■ **TASK BRIEF**
Copy out every line of the data that follows, exactly.

■ **MATERIAL FOR THIS EXERCISE**
>>>>>
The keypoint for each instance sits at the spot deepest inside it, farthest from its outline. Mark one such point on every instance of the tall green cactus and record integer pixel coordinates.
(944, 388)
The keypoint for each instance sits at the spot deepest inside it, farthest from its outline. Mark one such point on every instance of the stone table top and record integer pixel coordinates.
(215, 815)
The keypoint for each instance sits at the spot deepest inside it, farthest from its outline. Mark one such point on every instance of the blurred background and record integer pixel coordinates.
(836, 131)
<<<<<
■ **TASK SOLUTION**
The keypoint for each instance sits at the spot deepest inside it, farthest from its outline. Mark one such point on every instance of the tall green cactus and record integer pixel coordinates.
(944, 388)
The keypoint for each instance sits at the spot deepest inside it, farthest from its outline. Mark one such point on every instance of the stone table top and record integer pixel coordinates.
(215, 815)
The keypoint for each instance sits at the spot deepest inside it, farthest from its outline. Mark one such point on every instance of the blurred background and record integer pixel coordinates.
(836, 131)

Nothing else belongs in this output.